Excerpts from pointing data:

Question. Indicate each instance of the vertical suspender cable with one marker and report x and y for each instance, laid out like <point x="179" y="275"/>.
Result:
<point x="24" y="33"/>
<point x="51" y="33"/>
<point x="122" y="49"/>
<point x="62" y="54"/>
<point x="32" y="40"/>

- _EXERCISE REQUIREMENTS_:
Please express every line of the records above as a Markdown table with the columns Row and Line, numbering the rows in order and leaving out blank lines.

- _TASK RESULT_:
| Row | Line |
|---|---|
| 1 | Question. Indicate each instance of the vertical suspender cable with one marker and report x and y for each instance, laid out like <point x="179" y="275"/>. |
| 2 | Result: |
| 3 | <point x="24" y="33"/> |
| 4 | <point x="51" y="33"/> |
| 5 | <point x="122" y="49"/> |
| 6 | <point x="62" y="54"/> |
| 7 | <point x="32" y="40"/> |